What is expected =>
Rewrite every line of the records below with "instance" changed to "occurrence" wherever it occurs, leaving everything else as it is. Leave the pictures out of your answer.

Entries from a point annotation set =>
## BEGIN
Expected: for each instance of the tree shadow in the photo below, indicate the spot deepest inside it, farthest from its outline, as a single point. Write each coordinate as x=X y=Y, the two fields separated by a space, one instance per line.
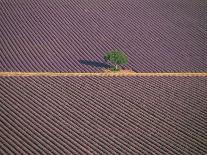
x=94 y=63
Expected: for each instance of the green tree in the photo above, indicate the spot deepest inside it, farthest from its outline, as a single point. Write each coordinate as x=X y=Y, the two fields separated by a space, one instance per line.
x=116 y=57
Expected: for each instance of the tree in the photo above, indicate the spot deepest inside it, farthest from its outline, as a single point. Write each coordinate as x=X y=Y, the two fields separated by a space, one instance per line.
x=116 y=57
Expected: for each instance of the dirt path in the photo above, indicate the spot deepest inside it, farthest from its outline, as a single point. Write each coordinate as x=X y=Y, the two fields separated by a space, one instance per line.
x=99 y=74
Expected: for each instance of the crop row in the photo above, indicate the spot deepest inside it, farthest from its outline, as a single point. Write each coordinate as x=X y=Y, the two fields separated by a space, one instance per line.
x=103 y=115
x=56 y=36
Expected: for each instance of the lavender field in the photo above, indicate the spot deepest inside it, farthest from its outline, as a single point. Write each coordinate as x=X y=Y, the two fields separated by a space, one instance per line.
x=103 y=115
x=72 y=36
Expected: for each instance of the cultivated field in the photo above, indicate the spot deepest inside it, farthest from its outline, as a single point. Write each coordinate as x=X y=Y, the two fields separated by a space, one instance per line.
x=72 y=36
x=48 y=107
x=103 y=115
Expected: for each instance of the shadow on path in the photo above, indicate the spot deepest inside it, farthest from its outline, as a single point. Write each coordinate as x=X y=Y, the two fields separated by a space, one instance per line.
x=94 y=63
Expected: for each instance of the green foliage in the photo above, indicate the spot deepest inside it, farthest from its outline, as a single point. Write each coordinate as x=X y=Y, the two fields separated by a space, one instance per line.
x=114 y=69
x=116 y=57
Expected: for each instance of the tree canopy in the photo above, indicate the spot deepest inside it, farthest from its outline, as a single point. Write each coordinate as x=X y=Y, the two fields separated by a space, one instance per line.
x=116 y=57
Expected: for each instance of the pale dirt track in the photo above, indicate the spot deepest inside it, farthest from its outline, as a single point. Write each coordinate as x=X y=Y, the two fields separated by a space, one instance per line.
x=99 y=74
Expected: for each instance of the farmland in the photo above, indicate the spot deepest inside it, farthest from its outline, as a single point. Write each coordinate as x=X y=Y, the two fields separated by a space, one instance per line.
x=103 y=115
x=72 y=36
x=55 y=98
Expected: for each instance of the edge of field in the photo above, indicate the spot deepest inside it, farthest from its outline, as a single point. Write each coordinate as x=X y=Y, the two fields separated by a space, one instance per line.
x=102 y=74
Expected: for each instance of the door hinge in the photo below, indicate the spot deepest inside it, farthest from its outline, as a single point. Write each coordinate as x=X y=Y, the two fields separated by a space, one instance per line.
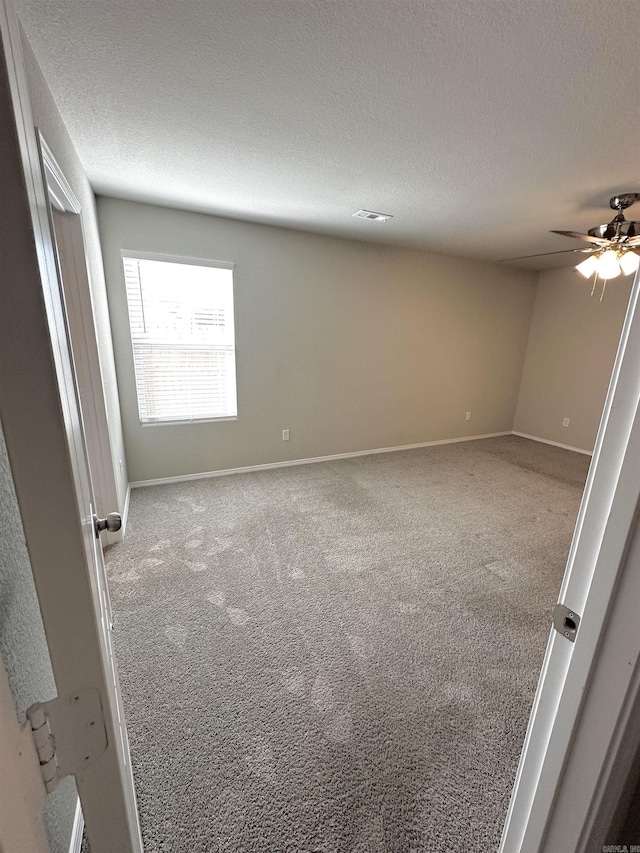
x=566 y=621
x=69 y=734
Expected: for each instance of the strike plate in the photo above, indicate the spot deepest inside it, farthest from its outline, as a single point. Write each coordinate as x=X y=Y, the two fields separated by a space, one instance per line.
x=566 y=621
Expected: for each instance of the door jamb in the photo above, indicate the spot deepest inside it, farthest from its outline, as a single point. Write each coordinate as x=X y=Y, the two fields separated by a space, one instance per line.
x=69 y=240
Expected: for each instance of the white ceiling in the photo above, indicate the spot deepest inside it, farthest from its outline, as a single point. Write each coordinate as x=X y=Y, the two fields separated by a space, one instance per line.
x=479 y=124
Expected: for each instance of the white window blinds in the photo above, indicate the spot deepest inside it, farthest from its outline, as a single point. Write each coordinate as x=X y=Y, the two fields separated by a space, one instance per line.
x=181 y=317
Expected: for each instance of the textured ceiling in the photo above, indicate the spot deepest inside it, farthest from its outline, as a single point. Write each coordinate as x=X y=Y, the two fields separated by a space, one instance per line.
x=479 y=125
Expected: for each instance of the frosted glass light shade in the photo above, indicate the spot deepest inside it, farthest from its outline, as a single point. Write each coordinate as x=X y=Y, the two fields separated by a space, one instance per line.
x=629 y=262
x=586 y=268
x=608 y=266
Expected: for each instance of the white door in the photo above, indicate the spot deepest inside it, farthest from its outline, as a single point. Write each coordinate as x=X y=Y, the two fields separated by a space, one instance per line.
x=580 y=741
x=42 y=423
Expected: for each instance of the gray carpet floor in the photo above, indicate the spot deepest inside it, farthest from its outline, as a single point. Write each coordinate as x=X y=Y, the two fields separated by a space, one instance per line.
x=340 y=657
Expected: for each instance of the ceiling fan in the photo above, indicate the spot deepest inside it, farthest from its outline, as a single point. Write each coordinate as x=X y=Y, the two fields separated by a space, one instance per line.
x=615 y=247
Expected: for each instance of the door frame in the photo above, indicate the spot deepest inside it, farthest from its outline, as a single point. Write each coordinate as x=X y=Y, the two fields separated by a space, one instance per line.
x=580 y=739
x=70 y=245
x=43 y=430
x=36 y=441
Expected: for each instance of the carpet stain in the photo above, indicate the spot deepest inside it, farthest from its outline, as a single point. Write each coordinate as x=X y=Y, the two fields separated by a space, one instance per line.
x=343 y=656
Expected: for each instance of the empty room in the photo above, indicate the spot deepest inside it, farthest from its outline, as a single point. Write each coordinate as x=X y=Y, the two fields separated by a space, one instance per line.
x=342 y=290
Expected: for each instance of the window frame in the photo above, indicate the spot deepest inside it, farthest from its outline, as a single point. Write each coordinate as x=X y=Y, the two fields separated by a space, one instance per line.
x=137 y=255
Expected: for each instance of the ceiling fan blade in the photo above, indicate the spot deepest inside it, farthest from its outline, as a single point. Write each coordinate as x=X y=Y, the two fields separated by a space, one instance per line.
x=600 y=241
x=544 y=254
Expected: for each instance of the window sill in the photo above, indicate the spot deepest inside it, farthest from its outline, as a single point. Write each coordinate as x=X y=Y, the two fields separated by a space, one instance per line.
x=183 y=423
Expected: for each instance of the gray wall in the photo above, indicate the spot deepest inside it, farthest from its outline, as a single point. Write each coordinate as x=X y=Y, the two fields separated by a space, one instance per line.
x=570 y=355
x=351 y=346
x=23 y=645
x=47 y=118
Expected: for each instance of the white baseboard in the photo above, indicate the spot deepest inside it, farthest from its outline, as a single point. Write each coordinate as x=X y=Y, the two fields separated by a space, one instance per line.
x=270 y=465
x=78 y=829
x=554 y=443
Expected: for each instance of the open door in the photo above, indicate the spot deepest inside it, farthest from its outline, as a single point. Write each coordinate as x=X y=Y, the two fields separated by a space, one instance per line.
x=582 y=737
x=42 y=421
## END
Output for this exercise =>
Expected: for each occurrence of the tree shadow in the photo below, indicate the spot deepest inside it, farthest from its outline, as a single point. Write each coordinate as x=X y=Y, the two fields separated by a space, one occurrence per line.
x=94 y=63
Expected: for each occurrence of the green tree in the photo above, indicate the spot deepest inside it, farthest from its outline, as a single point. Write each coordinate as x=X y=Y, the two fields separated by a space, one occurrence per line.
x=116 y=57
Expected: for each occurrence of the tree in the photo above, indicate the spot deepest inside it, farthest from its outline, as a single point. Write each coordinate as x=X y=Y, the two fields separated by a space, one occurrence per line.
x=116 y=57
Expected: for each occurrence of the dirt path in the photo above, indicate the spot deepest inside it, farthest from its outline, as a single point. Write each coordinate as x=X y=Y, the two fields separated by a space, one occurrence per line.
x=99 y=74
Expected: for each occurrence of the crop row in the photo above, indicate the spot deepest inside it, farthest from its outline, as a single point. Write each coordinate as x=X y=Y, the two fields separated by a space, one occurrence per line.
x=103 y=115
x=56 y=36
Expected: for each occurrence of the lavender field in the photo above, indicate the spot deepest inside it, farthest from its outline, as a single point. Write each coordinate as x=X y=Y, the two fields separated by a space, one occurrence per line.
x=103 y=115
x=72 y=36
Expected: for each occurrence of the cultivated field in the photo above, indicate the spot deepest inside it, farthest from its outline, as a single point. Write each coordinate as x=X y=Y, the two fields separated by a space, one occurrence per line.
x=72 y=36
x=48 y=107
x=103 y=115
Expected: for each occurrence of the shadow on path in the photo above, indicate the spot deepest inside it, farthest from its outline, as a single point. Write each coordinate as x=X y=Y, the two fields separated by a space, one occurrence per line.
x=94 y=63
Expected: for each occurrence of the green foliage in the photo above, indicate the spot deepest inside it, farthest from its outline, as a single point. Write each coordinate as x=X y=Y, the two fields separated by a space, one occurrence per line.
x=114 y=69
x=116 y=57
Expected: for each occurrence of the tree canopy in the photo above, indicate the spot deepest inside it, farthest from its outline, as a single point. Write each coordinate as x=X y=Y, the two fields separated by a space, one occurrence per line.
x=116 y=57
Expected: for each occurrence of the pale dirt track in the photo above, indicate the spot deepest inside it, farthest from its outline, as a single point. Write each coordinate as x=X y=Y, the two fields separated by a space, one occurrence per line.
x=99 y=74
Expected: for each occurrence of the farmland in the photo above, indicate the spot deepest inside it, farthest from its outline, as a single point. Write each coordinate as x=X y=Y, the two fields separated by a space, one occurrence per line.
x=103 y=115
x=72 y=36
x=55 y=98
Expected: for each occurrence of the edge of field in the photo above, indicate the spot deepest inside it, farthest from its outline, as a single point. Write each coordinate as x=X y=Y, the two fields separated by a space, one occurrence per line.
x=102 y=74
Expected: for each occurrence of the door hinge in the photo below, indicate the spot deepest inside it, farthest from its outline, as a single point. Write each coordinate as x=X y=Y, the two fields separated by a space, one occurrence per line.
x=566 y=621
x=69 y=734
Expected: for each occurrence of the strike plate in the photo above, indicate the spot deepest inside it, farthest from its outline, as a single point. Write each coordinate as x=X y=Y, the two fields separated by a space, one occurrence per line.
x=566 y=621
Expected: for each occurrence of the door jamb in the photo above, indicate the spot deepest inside it, farthest from its outline, as a single point. Write each coordinate as x=X y=Y, the two fields separated by a space, one occurrence per line.
x=69 y=240
Expected: for each occurrence of the white ceiling in the photo above, indicate the spot deepest inside it, farthest from its outline, as a single point. Write each coordinate as x=X y=Y, the two fields separated by a space, one occurrence per line.
x=479 y=124
Expected: for each occurrence of the white window blinds in the photo above, indicate the spot deepest inside it, farthest from its outline, as a single point. Write each coordinate as x=X y=Y, the two fields separated by a space, one occurrence per line.
x=181 y=317
Expected: for each occurrence of the textured ceiling in the photo above, indicate the spot deepest inside it, farthest from its outline, as a single point. Write each coordinate as x=X y=Y, the two fields separated by a space, one occurrence per line.
x=479 y=125
Expected: for each occurrence of the frosted glass light shade in the photo above, indicate the spot deepest inside it, farthest from its outline, as a single point. Write each coordinate as x=X y=Y, the two fields separated by a space, one occurrence per line.
x=629 y=262
x=586 y=268
x=608 y=266
Expected: for each occurrence of the white door in the photo above, indicate the spot deepest inside it, farthest from its outline, as a single point. Write each coordinate as x=X y=Y, the two fields separated by a space, one occurrence per line.
x=580 y=741
x=42 y=423
Expected: for each occurrence of the gray carpet floor in the photo above, indicate the spot deepest inside it, farthest from its outline, as a single point. Write each coordinate as x=X y=Y, the two fields separated by a space, one occurrence per line.
x=340 y=657
Expected: for each occurrence of the ceiling fan in the photo above, indicate the spot deepest inside it, farthest from its outline, as a single point. Write each coordinate as x=X y=Y, the two fields separated by a space, one occurrence per line.
x=615 y=247
Expected: for each occurrence of the door frame in the photo above, indicate the spot deepest inside it, farthest from its outline, as a single point. Write each coordinate as x=X y=Y, the two fields separated by a space, one occurrence per line.
x=580 y=739
x=70 y=245
x=43 y=430
x=36 y=441
Expected: for each occurrence of the carpet stain in the photo above, indicate the spot deepest inside it, farthest from its outline, as a single point. Write each coordinate as x=X y=Y, the two fields separated by a space, one occurrence per line.
x=343 y=656
Expected: for each occurrence of the empty room in the photo above, indicate the spot deepest inside it, farthest from its outline, as a single point. Write each coordinate as x=X y=Y, the two fields separated by a space, one occurrence per line.
x=342 y=290
Expected: for each occurrence of the window frame in the photo above, indicate the spot deepest inside it, farthest from its outline, as a single point. Write each coordinate as x=X y=Y, the two fields separated by a space, one occurrence per line.
x=137 y=255
Expected: for each occurrence of the ceiling fan blade in the photo above, indicate the spot deepest inside it, farthest from its outline, as a single point. Write each coordinate as x=X y=Y, the two fields separated by a space, one occurrence per line.
x=600 y=241
x=544 y=254
Expected: for each occurrence of the window sill in the photo above, indicate the spot deepest inside it, farthest from its outline, as a single point. Write each coordinate as x=X y=Y, the two fields separated by a space, one occurrence per line.
x=183 y=423
Expected: for each occurrence of the gray wall in the photo above, indicate the spot deepest inside it, farthest from its outline, as a single point. Write each coordinate as x=X y=Y, the two fields separated by a space, one occurrence per line.
x=570 y=355
x=351 y=346
x=23 y=645
x=47 y=118
Expected: for each occurrence of the white baseboard in the photo above, indicate the spot deepest inside it, farthest from its outline, as a single point. Write each coordinate as x=X y=Y, the two fields separated by a space, one occurrence per line.
x=270 y=465
x=78 y=829
x=554 y=443
Expected: for each occurrence of the open door in the photo above, indicate the spot deepest inside it, farthest from its outline, as a single point. Write each coordinate as x=X y=Y, the two fields separated by a space, one occurrence per line.
x=582 y=737
x=42 y=421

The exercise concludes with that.